(Image-grounded pointing data)
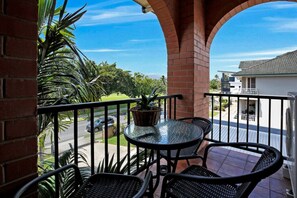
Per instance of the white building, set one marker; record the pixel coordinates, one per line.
(229, 83)
(276, 76)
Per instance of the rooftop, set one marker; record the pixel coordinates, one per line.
(285, 64)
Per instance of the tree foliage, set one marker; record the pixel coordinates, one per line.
(63, 77)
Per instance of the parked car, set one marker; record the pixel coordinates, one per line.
(99, 124)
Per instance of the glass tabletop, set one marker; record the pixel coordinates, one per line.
(167, 134)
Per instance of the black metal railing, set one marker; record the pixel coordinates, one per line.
(248, 118)
(120, 110)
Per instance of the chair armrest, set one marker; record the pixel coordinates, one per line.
(47, 175)
(146, 183)
(211, 180)
(239, 145)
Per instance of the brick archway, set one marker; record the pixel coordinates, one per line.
(233, 10)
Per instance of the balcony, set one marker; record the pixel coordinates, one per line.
(253, 91)
(225, 162)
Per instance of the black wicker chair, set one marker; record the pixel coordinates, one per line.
(98, 185)
(190, 152)
(197, 181)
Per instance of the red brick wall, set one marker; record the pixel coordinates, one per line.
(187, 55)
(18, 94)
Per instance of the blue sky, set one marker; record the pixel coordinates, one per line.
(117, 31)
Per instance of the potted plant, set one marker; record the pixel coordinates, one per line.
(146, 113)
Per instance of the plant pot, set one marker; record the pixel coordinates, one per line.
(146, 117)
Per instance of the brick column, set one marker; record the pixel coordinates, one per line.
(188, 56)
(18, 94)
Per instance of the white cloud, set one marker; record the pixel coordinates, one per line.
(282, 24)
(116, 15)
(102, 50)
(142, 40)
(258, 54)
(255, 55)
(283, 5)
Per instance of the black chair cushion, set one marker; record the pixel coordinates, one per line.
(185, 188)
(110, 186)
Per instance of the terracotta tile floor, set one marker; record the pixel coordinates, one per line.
(229, 163)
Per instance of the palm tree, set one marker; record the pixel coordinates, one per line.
(63, 77)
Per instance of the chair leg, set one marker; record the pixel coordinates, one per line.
(188, 162)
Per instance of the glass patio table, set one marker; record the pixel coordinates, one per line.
(166, 135)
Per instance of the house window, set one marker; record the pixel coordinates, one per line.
(251, 82)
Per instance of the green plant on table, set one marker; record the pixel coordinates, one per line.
(147, 102)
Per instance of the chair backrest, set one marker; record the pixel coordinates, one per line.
(204, 123)
(270, 161)
(74, 180)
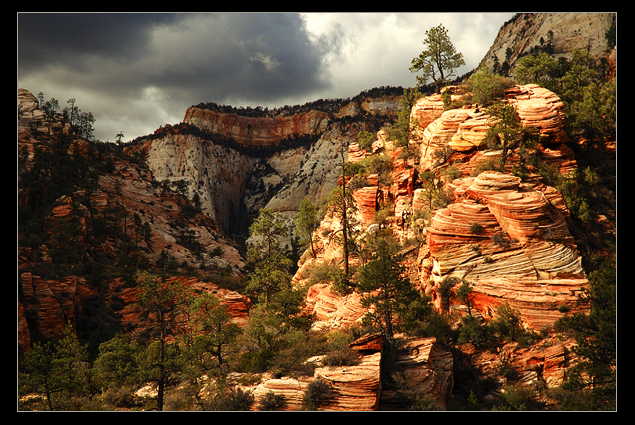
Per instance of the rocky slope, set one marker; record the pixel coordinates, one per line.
(273, 161)
(522, 254)
(564, 32)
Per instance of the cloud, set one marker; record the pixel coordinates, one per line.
(138, 71)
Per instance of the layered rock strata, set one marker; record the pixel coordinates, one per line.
(464, 130)
(512, 244)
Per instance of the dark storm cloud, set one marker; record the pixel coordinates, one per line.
(262, 57)
(68, 38)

◆ **WHAT YOU WILL DO**: Output each record above exactly as written. Skip any pictures.

◆ **WRITTEN RESPONSE**:
Per instance of the white building, set one marker; record the pixel coordinates, one per line.
(229, 83)
(276, 76)
Per instance of the rooftop, set one marker; record the pixel coordinates, one per line.
(285, 64)
Per instance of the tree foliage, set one marker; record the pixel coordinates, one per line.
(63, 77)
Per instance of the parked car, set one marker; record the pixel coordinates, one per line.
(99, 124)
Per instance of the glass tabletop, set one marker; record the pixel coordinates, one per line.
(167, 134)
Per instance of the black metal railing, set one marker; record the pixel coordinates, one per line.
(248, 118)
(120, 110)
Per instance of the chair armrest, set one marker; record the pixel coordinates, one per line.
(47, 175)
(146, 183)
(211, 180)
(239, 145)
Per instance of the brick archway, set one marker; record the pixel coordinates, one per line.
(233, 10)
Per instance of the balcony, set one marker; record the pixel coordinates, one per line.
(253, 91)
(225, 162)
Per instance of the black wicker chair, set one marker; record the pixel coordinates, one per line.
(98, 185)
(190, 152)
(197, 181)
Per instance of the red brick wall, set one marker; record the pixel coordinates, one per line.
(187, 55)
(18, 94)
Per instance of the blue sky, set one marker; record the pixel coordinates, one per line.
(117, 31)
Per instance of the potted plant, set one marker; record the pixel coordinates, one per line.
(146, 113)
Per instance of the plant pot, set one marker; record the pixel coordinates, one per line.
(146, 117)
Per instance of the brick column, set one marker; record the pixel coordinates, one per line.
(188, 56)
(18, 94)
Per instance of the white cloud, set one marker; record the pixel coordinates, one per line.
(282, 24)
(116, 15)
(102, 50)
(142, 40)
(258, 54)
(255, 55)
(283, 5)
Per instance of the black chair cushion, set one marker; record the pixel coordinates, one per line.
(185, 188)
(110, 186)
Per instance of the terracotta tile floor, set one marker; record the pixel coordinates, one per line.
(229, 163)
Per instance of the palm tree, set one marker; record the pixel coordinates, one per line.
(63, 77)
Per instance of the chair leg, set one marker; record the pixel coordinates, one per line.
(188, 162)
Per instance of the glass patio table, set one marker; record the pixel coordinates, one per line.
(166, 135)
Per instance of the house window, set one marker; record the pixel coordinates, one per line.
(251, 82)
Per instance of the green plant on table, set one marker; record the pixel coordinates, one per line.
(147, 102)
Per instance of the chair backrest, set one marker; record the pixel coordinates, one per line.
(204, 123)
(270, 161)
(74, 180)
Per instance of the rocky slope, set one marker; record the pixel coordinates, one per line.
(273, 161)
(522, 254)
(564, 32)
Per instance of the cloud, set one marker; record the pixel coordinates, one per line.
(138, 71)
Per instance of the layered rock strata, set one marker; record the pixel coordinates, one per line.
(464, 130)
(512, 244)
Per instance of the dark storm cloud, set one marker; record the pixel coordinates, one per line.
(262, 57)
(68, 38)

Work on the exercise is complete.